[begin Extract]

I understand the strengths and weaknesses of the two forms. It would be premature to attempt to create an alternative ‘party of labour’ - let’s agree to call it that! - when important figures on the left are still engaged in a significant struggle to reclaim the Labour Party. That would be a message to them of no confidence: it would be likely to drive them away from any future involvement with us, should they decide that their project inside Labour is going nowhere.

That doesn’t give them an indefinite veto on our actions. Clearly, we’ll know soon enough whether or not the ‘reclaim Labour’ project is working. I doubt it will, but I wish the people involved in it the best, not the worst of luck.

After June, if we are right and we can demonstrate a big groundswell of progressive opinion to the left of Labour and at the succeeding party conference in October that does not provoke a seismic shift, then I would argue that the ‘reclaim the party’ comrades would be running out of time.

So what’s your timetable …?

In less than a year from June, in less than two years from now, we will be able to say definitely one way or the other about the fight to reclaim Labour. Then the question of a party will be very sharply posed.

[end Extract]
[begin Information shown]

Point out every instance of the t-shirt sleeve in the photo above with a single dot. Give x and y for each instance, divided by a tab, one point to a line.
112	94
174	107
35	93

[end Information shown]

#### [Task requirements]
[A] In the excerpt on reclaiming Labour, in which month does the party conference take place?
[B] Please write out the stretch of the excerpt on reclaiming Labour from "I understand the" through "worst of luck.".

#### [Completed exercise]
[A] October.

[B]
I understand the strengths and weaknesses of the two forms. It would be premature to attempt to create an alternative ‘party of labour’ - let’s agree to call it that! - when important figures on the left are still engaged in a significant struggle to reclaim the Labour Party. That would be a message to them of no confidence: it would be likely to drive them away from any future involvement with us, should they decide that their project inside Labour is going nowhere.

That doesn’t give them an indefinite veto on our actions. Clearly, we’ll know soon enough whether or not the ‘reclaim Labour’ project is working. I doubt it will, but I wish the people involved in it the best, not the worst of luck.